=== Section Start ===

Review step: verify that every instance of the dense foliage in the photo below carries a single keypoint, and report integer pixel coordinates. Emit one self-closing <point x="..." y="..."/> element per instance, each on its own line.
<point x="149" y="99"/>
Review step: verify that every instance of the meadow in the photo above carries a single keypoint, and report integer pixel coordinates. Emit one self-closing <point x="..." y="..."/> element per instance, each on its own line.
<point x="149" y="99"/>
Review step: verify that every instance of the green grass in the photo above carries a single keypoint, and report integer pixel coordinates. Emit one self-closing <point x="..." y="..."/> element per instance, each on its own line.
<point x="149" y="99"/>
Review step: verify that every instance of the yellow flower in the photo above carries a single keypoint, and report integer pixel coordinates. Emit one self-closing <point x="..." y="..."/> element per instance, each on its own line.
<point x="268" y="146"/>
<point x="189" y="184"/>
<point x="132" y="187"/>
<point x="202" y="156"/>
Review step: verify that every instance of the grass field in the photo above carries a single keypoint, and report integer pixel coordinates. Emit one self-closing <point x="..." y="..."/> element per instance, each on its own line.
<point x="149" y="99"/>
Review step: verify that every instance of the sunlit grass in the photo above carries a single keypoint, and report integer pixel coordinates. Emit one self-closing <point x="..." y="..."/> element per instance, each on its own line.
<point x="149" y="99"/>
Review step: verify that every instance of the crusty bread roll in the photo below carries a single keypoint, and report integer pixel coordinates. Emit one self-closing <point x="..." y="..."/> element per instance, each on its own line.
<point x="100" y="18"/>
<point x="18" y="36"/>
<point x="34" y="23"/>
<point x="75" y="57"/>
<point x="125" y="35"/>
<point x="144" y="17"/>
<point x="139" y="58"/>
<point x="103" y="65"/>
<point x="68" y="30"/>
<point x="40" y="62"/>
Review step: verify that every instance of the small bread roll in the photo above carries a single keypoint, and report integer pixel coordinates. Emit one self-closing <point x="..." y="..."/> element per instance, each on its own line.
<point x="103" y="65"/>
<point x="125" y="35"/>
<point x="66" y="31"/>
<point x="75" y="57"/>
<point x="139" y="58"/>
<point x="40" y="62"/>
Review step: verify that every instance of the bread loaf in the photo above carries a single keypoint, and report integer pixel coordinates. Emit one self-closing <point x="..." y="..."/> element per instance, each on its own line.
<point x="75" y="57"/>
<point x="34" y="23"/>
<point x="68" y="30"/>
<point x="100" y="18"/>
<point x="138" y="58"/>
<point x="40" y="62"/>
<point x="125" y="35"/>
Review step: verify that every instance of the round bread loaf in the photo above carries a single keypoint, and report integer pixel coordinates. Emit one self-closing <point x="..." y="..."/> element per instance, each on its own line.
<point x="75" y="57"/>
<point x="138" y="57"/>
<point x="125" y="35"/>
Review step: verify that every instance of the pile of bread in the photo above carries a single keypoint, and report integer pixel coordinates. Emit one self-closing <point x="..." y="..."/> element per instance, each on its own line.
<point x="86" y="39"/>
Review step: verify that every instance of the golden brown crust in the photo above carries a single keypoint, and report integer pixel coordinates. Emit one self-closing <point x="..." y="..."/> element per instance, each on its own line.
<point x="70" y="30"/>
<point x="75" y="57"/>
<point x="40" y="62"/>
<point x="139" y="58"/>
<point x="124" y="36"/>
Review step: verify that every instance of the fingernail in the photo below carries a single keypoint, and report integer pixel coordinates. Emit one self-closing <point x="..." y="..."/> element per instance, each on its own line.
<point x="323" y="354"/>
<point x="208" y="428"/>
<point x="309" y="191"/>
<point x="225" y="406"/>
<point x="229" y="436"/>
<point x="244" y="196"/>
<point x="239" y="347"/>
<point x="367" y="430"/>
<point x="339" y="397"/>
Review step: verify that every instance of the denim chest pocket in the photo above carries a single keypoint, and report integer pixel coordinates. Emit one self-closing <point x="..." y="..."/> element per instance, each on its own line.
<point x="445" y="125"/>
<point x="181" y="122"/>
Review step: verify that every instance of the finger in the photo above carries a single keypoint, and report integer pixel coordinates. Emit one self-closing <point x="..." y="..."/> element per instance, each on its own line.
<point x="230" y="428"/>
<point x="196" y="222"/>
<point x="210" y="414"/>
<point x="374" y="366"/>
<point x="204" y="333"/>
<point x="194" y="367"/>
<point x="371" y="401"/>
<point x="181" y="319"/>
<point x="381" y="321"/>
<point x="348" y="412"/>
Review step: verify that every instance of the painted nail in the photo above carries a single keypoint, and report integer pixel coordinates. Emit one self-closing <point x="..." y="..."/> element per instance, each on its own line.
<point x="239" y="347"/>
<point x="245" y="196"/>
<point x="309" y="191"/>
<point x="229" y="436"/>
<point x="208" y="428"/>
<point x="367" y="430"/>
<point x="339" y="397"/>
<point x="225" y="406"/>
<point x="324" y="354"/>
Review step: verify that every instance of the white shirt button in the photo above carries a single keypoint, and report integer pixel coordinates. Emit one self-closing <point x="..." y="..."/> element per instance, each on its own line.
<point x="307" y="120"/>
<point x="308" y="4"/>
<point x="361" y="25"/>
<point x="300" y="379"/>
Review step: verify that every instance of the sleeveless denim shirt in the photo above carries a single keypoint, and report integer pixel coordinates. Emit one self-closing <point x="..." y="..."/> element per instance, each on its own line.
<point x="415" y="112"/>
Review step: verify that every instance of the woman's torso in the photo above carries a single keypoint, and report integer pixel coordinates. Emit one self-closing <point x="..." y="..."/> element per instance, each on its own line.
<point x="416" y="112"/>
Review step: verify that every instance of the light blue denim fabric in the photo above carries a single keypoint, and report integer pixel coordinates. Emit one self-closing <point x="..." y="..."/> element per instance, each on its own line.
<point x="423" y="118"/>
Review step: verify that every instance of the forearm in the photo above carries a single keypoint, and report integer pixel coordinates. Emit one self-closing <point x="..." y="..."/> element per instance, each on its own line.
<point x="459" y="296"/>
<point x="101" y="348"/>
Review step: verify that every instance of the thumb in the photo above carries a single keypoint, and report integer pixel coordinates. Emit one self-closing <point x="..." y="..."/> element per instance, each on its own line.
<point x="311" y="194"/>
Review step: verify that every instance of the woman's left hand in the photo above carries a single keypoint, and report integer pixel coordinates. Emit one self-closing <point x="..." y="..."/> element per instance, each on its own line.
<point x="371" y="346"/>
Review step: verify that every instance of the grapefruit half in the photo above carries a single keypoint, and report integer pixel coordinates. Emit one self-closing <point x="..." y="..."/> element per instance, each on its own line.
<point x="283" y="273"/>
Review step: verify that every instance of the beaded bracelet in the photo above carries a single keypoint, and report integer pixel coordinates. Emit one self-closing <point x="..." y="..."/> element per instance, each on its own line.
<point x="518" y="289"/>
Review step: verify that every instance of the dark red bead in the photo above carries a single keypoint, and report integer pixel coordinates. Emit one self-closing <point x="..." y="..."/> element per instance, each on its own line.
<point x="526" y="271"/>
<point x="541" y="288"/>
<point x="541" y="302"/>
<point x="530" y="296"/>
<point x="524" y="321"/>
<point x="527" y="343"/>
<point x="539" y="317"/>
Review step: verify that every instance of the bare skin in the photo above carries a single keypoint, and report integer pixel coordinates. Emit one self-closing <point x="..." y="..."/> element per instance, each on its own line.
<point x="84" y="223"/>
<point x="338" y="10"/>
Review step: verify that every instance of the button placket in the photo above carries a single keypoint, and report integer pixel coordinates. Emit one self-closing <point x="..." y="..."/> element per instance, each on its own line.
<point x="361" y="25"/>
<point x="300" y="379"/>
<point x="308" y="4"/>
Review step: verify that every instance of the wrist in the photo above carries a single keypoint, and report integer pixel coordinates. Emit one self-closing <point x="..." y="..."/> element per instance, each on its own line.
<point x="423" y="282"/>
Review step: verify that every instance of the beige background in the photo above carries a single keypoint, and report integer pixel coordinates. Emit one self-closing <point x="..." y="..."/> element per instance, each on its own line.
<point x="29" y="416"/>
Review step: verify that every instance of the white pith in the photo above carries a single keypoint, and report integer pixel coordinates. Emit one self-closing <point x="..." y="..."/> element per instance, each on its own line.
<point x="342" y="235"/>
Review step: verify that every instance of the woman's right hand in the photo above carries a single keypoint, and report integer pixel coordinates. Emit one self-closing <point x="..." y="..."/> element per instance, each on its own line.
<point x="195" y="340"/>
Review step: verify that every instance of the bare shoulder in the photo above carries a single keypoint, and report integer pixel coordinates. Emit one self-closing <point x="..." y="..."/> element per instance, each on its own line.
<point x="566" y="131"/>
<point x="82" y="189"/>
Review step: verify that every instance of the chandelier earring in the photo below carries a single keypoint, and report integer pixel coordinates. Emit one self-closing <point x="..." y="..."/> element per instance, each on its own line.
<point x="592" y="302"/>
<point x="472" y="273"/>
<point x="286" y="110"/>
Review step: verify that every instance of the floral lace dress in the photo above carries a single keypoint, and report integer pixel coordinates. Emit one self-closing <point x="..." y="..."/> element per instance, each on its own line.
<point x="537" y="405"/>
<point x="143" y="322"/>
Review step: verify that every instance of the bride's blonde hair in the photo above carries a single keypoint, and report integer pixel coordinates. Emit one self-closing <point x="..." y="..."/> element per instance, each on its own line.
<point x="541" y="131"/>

=== Section End ===

— WHAT THIS TASK INVOLVES —
Exactly the lines from the one containing "Review step: verify that every instance of the bare shoulder" through the final line above, and only those, should be given again.

— EXERCISE ANSWER —
Review step: verify that every instance of the bare shoulder in the photo above carries a single keypoint, and report integer pixel coordinates. Emit one self-closing <point x="..." y="..."/> element per instance, each on its own line.
<point x="566" y="131"/>
<point x="82" y="189"/>
Review step: verify that every instance of the chandelier earring in the photo below carries a single keypoint, and report integer pixel coordinates. Emit one self-closing <point x="..." y="..."/> element per instance, each on its own line.
<point x="592" y="302"/>
<point x="472" y="273"/>
<point x="286" y="110"/>
Review step: verify that every instance of the floral lace dress in the photo above carries a single keypoint, and report integer pixel coordinates. Emit one self-closing <point x="..." y="..."/> element per instance, each on its own line.
<point x="537" y="405"/>
<point x="143" y="322"/>
Review step: verify that every instance of the bride's blonde hair in the photo above carries a single keypoint, and report integer pixel coordinates. Emit one self-closing <point x="..." y="..."/> element per instance, each on its own line.
<point x="541" y="131"/>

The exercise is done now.